» GESTELLTE AUFGABE A: Schreibe den Abschnitt des vorliegenden Textes zwischen „Die Dame bleibt“ und „eine Rupie abheben.“, beide einschließlich, neu und ersetze darin „Bankfilialen“ durch „Wechselstuben“.
» GESTELLTE AUFGABE B: Gib nur die Datenzeilen vom Anfang bis einschließlich der Zeile mit „[[683, 312], [182, 283], [897, 508]]“ als Markdown-Tabelle mit den Spalten „Nr“ und „Inhalt“ wieder. Lass Leerzeilen dabei weg.

» VORLIEGENDER TEXT:
»»

Unsere zuständige Beraterin zählt die Eckdaten zu unserem geplanten einwöchigen Ausflug auf die Insel Kadmat auf: Doppelzimmer, Verpflegung inklusive, Anreise per Schiff, Geld sollten wir vorher abheben, da es auf der Insel keine Möglichkeit gibt …
„Es gibt keinen Geldautomaten auf der Insel?“, unterbricht Anne sie auf Englisch und hat sofort eine steile Problemfalte auf der Stirn. „Wie soll ich denn dann die Tauchbasis bezahlen?“
„Only cash“, betont die Mitarbeiterin. „But no problem, you can get money from the machine here.” Sie zeigt auf die andere Straßenseite.
„No, it‘s not possible!” Ich berichte von unseren gescheiterten Versuchen in den letzten zwei Wochen, Geld abzuheben. Meine Maestro-Karte macht es schon seit Varkala nicht mehr und mit ihrer kann Anne rund 80 Euro ziehen. Mehr bekommt man nur mit der Kreditkarte – und unsere haben in Indien noch bei keinem Automaten funktioniert.
Die Dame bleibt gelassen. „You have a credit card?”
„Yes. But it doesn‘t work …”
„No problem.“ Sie lächelt und bittet mich, ihr meine Karte zu zeigen. Nach einem kurzen Blick schiebt sie das Plastikgeld in ihr portables Bezahlgerät und gibt den Reisepreis für unseren Inseltrip ein. Das Gerät druckt knatternd einen Bon aus. Strahlend wackelt sie mit dem Kopf. „It works!“
Zumindest die Reise nach Kadmat ist gebongt.
Aber woher soll Bares fließen fürs Tauchen und Schnorcheln, dem eigentlichen Grund unseres Ausflugs?

Wir begeben uns auf die andere Straßenseite und versuchen es mit unseren Geldkarten der Reihe nach an jedem der vielen Automaten und in den Bankfilialen, die es in dieser nicht enden wollenden Geschäftsstraße gibt. Vergeblich. Selbst die Kreditkarte, mit der ich eben noch im Reisebüro gebucht habe, versagt konsequent ihren Dienst. Auch Anne kann nicht eine Rupie abheben.

««

» DATENSATZ:

»»

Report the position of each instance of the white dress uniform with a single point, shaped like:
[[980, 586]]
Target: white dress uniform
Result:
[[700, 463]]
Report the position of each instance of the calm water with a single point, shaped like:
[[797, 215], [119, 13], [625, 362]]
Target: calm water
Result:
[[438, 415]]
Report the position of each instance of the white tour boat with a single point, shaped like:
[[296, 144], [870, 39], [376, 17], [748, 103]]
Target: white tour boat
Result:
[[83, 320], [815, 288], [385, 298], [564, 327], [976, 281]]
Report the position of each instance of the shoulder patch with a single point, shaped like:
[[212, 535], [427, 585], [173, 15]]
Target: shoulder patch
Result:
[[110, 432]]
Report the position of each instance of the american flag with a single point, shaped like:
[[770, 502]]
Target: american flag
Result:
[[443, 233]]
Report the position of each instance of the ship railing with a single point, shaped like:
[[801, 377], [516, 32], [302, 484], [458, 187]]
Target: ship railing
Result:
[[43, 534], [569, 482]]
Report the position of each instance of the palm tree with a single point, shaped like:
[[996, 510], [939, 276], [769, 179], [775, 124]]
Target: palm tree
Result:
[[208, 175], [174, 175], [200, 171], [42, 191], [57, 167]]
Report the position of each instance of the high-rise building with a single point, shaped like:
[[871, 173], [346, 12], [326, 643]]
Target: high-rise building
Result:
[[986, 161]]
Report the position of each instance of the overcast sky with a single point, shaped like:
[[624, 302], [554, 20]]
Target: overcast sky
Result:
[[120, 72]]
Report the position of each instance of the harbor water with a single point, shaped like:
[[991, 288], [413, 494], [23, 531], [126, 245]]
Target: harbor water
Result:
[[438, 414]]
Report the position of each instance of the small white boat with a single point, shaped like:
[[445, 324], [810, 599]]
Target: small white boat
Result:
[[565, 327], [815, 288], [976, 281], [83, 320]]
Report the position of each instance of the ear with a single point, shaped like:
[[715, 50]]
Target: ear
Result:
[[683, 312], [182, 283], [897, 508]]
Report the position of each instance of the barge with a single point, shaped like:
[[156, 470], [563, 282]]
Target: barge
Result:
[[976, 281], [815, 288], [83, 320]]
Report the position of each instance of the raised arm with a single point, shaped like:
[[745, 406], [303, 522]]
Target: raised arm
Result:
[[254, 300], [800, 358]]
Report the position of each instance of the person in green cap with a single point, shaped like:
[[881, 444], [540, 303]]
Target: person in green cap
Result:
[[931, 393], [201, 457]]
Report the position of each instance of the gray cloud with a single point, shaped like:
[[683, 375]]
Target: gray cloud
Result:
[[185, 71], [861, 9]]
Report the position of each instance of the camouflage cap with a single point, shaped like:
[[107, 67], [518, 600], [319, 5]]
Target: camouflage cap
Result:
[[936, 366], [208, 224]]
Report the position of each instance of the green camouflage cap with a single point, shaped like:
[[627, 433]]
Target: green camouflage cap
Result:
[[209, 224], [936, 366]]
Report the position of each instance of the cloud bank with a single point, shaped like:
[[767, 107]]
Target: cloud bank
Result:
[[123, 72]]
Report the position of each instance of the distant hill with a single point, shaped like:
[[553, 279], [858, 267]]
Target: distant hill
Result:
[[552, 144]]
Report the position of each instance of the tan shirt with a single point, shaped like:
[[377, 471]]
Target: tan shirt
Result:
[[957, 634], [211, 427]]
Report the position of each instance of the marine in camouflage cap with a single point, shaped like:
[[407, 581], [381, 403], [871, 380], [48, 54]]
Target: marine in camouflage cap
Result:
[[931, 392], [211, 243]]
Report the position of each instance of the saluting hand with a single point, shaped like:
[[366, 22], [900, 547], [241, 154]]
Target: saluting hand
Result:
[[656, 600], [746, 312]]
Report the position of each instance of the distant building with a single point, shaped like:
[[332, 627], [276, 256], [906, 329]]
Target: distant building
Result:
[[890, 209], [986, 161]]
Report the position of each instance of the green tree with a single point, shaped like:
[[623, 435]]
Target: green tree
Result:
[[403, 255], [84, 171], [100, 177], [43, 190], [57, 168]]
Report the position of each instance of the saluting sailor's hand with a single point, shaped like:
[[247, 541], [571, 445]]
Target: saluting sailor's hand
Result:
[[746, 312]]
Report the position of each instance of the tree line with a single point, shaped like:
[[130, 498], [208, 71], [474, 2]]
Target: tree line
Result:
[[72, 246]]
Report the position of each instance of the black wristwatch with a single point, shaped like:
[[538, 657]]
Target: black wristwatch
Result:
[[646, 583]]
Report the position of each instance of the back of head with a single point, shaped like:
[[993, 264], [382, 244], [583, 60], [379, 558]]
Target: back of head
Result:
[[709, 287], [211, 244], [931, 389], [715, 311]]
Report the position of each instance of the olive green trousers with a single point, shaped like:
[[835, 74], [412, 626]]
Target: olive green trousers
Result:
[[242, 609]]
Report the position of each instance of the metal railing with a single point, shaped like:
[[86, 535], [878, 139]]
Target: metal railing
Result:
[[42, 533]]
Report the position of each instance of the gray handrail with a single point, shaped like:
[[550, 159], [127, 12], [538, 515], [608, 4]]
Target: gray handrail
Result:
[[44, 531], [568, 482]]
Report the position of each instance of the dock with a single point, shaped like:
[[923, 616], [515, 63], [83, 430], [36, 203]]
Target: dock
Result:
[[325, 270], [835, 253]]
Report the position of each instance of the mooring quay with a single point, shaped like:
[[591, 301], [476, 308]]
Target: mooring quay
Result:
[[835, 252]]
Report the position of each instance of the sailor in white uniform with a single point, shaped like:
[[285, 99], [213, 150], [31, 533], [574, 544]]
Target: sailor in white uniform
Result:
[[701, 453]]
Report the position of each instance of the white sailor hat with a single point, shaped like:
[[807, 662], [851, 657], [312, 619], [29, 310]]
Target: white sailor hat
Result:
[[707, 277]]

««

» RICHTIGE ANTWORT A:
Die Dame bleibt gelassen. „You have a credit card?”
„Yes. But it doesn‘t work …”
„No problem.“ Sie lächelt und bittet mich, ihr meine Karte zu zeigen. Nach einem kurzen Blick schiebt sie das Plastikgeld in ihr portables Bezahlgerät und gibt den Reisepreis für unseren Inseltrip ein. Das Gerät druckt knatternd einen Bon aus. Strahlend wackelt sie mit dem Kopf. „It works!“
Zumindest die Reise nach Kadmat ist gebongt.
Aber woher soll Bares fließen fürs Tauchen und Schnorcheln, dem eigentlichen Grund unseres Ausflugs?

Wir begeben uns auf die andere Straßenseite und versuchen es mit unseren Geldkarten der Reihe nach an jedem der vielen Automaten und in den Wechselstuben, die es in dieser nicht enden wollenden Geschäftsstraße gibt. Vergeblich. Selbst die Kreditkarte, mit der ich eben noch im Reisebüro gebucht habe, versagt konsequent ihren Dienst. Auch Anne kann nicht eine Rupie abheben.

» RICHTIGE ANTWORT B:
| Nr | Inhalt |
|---|---|
| 1 | Report the position of each instance of the white dress uniform with a single point, shaped like: |
| 2 | [[980, 586]] |
| 3 | Target: white dress uniform |
| 4 | Result: |
| 5 | [[700, 463]] |
| 6 | Report the position of each instance of the calm water with a single point, shaped like: |
| 7 | [[797, 215], [119, 13], [625, 362]] |
| 8 | Target: calm water |
| 9 | Result: |
| 10 | [[438, 415]] |
| 11 | Report the position of each instance of the white tour boat with a single point, shaped like: |
| 12 | [[296, 144], [870, 39], [376, 17], [748, 103]] |
| 13 | Target: white tour boat |
| 14 | Result: |
| 15 | [[83, 320], [815, 288], [385, 298], [564, 327], [976, 281]] |
| 16 | Report the position of each instance of the shoulder patch with a single point, shaped like: |
| 17 | [[212, 535], [427, 585], [173, 15]] |
| 18 | Target: shoulder patch |
| 19 | Result: |
| 20 | [[110, 432]] |
| 21 | Report the position of each instance of the american flag with a single point, shaped like: |
| 22 | [[770, 502]] |
| 23 | Target: american flag |
| 24 | Result: |
| 25 | [[443, 233]] |
| 26 | Report the position of each instance of the ship railing with a single point, shaped like: |
| 27 | [[801, 377], [516, 32], [302, 484], [458, 187]] |
| 28 | Target: ship railing |
| 29 | Result: |
| 30 | [[43, 534], [569, 482]] |
| 31 | Report the position of each instance of the palm tree with a single point, shaped like: |
| 32 | [[996, 510], [939, 276], [769, 179], [775, 124]] |
| 33 | Target: palm tree |
| 34 | Result: |
| 35 | [[208, 175], [174, 175], [200, 171], [42, 191], [57, 167]] |
| 36 | Report the position of each instance of the high-rise building with a single point, shaped like: |
| 37 | [[871, 173], [346, 12], [326, 643]] |
| 38 | Target: high-rise building |
| 39 | Result: |
| 40 | [[986, 161]] |
| 41 | Report the position of each instance of the overcast sky with a single point, shaped like: |
| 42 | [[624, 302], [554, 20]] |
| 43 | Target: overcast sky |
| 44 | Result: |
| 45 | [[120, 72]] |
| 46 | Report the position of each instance of the harbor water with a single point, shaped like: |
| 47 | [[991, 288], [413, 494], [23, 531], [126, 245]] |
| 48 | Target: harbor water |
| 49 | Result: |
| 50 | [[438, 414]] |
| 51 | Report the position of each instance of the small white boat with a single point, shaped like: |
| 52 | [[445, 324], [810, 599]] |
| 53 | Target: small white boat |
| 54 | Result: |
| 55 | [[565, 327], [815, 288], [976, 281], [83, 320]] |
| 56 | Report the position of each instance of the ear with a single point, shaped like: |
| 57 | [[715, 50]] |
| 58 | Target: ear |
| 59 | Result: |
| 60 | [[683, 312], [182, 283], [897, 508]] |